Task to complete
Count the lines of the records below that contain the string "white", treating uppercase and lowercase letters as different, and give only that number.

Raw records

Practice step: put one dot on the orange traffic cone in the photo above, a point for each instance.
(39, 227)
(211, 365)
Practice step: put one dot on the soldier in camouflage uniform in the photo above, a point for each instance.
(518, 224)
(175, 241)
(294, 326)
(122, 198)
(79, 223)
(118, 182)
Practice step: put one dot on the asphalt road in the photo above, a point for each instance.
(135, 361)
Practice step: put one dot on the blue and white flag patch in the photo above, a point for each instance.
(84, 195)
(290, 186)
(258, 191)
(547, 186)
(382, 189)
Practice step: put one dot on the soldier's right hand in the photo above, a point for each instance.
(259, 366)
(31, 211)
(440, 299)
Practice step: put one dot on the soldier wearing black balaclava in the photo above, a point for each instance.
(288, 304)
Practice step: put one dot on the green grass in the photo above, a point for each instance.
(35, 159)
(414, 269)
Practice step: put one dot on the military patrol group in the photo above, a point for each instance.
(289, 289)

---

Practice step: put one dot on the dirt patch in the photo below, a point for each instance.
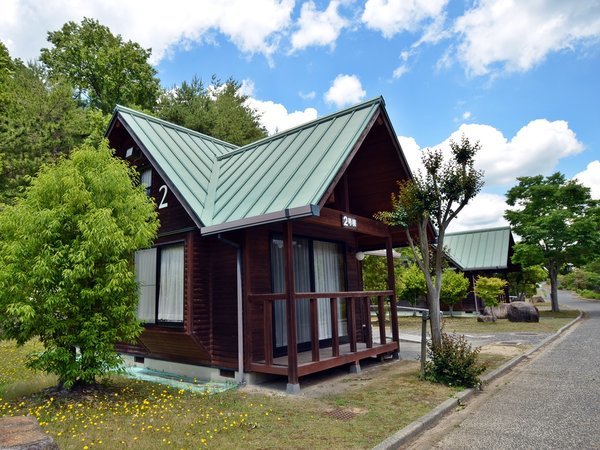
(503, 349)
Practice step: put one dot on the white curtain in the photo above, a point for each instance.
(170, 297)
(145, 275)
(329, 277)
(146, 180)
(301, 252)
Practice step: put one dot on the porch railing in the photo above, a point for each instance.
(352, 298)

==

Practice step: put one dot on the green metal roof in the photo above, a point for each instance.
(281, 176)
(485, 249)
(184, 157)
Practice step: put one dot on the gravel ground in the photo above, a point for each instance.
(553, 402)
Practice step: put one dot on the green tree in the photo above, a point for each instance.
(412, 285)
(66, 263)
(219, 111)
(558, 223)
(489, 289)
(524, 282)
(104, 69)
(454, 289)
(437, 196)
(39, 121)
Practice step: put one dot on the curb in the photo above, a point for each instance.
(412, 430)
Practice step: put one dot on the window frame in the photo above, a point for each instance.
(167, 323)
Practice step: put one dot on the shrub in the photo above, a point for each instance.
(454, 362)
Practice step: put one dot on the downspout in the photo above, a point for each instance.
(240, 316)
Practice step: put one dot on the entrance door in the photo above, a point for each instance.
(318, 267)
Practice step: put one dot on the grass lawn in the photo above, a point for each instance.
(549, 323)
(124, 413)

Solution to the exercise
2